#### Stored dataset items:

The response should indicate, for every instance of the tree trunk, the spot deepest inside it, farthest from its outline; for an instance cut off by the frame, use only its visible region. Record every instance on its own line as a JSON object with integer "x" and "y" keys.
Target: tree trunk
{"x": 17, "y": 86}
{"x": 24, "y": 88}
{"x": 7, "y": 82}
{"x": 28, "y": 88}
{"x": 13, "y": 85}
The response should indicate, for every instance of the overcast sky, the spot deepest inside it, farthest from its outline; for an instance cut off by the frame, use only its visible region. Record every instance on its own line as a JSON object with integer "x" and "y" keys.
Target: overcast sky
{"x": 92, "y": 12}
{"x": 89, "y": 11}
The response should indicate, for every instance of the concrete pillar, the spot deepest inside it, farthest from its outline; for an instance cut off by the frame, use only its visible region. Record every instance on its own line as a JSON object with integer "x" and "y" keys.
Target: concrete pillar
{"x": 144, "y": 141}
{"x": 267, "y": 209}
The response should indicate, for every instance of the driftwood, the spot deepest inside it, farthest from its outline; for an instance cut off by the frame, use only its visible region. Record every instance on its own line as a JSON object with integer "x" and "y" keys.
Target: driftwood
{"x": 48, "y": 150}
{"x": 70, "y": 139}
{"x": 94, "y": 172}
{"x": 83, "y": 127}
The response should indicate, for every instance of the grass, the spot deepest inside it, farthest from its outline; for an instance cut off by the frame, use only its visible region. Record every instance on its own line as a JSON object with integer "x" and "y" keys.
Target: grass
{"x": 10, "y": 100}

---

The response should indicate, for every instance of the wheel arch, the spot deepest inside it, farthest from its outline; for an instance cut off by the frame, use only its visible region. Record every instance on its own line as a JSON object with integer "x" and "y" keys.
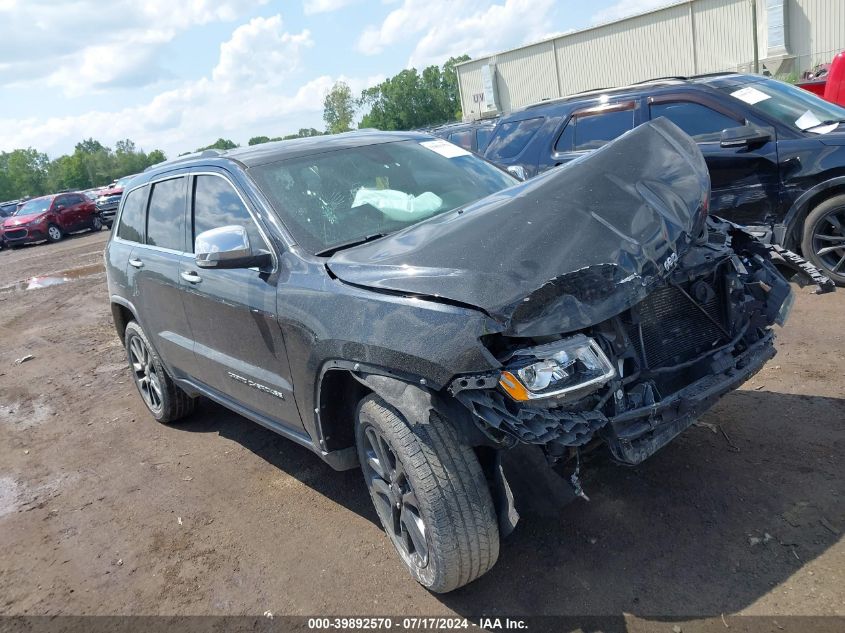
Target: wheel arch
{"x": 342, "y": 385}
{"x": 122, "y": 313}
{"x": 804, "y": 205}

#### Aim of the task:
Pick out each line in the rows above that contains the string "should", copying every such line in full.

#### In response:
The response should indicate, for every instance of the tree trunk, the spot deepest inside it, farthest from its outline; for an instance cut off by the frame, use only its visible region. Record every instance on its own line as a JSON object with integer "x" and "y" keys.
The response should indicate, for every instance of the overcast sky, the spot deepest inside it, farthest from its outline; for an instance cut off by the frame, use only its visible region. Record every instance on its own line as a JSON object with integer "x" and "y" keys.
The response should indicate, for every instance of the concrete pillar, the spot deepest inside it, farthest from its outline; for an instance cut off by the frame, use only its visible region. Record every instance on its own line as a JSON object with integer "x" and "y" keys.
The response should indicate, for every instance of the driftwood, the spot deepest inside it, farthest from its outline; for an instance cut off by the frame, use only its visible region. Record every instance on its own line as a JSON object with integer "x" and "y" keys.
The response should indicate, for every instance of the grass, the spot deepest inside it, farthest from its outline; for an instance cut off by the frame, use only its visible region. Record every instance on its own line as a JSON object with integer "x" and "y" keys.
The response should indicate, for every instance of the wheel arch, the spot deepest inside it, farthest from its outline; for an instance cut off by the frame, use only its visible region. Record every instance on its own line as a JSON object with integer "x" and "y" keys.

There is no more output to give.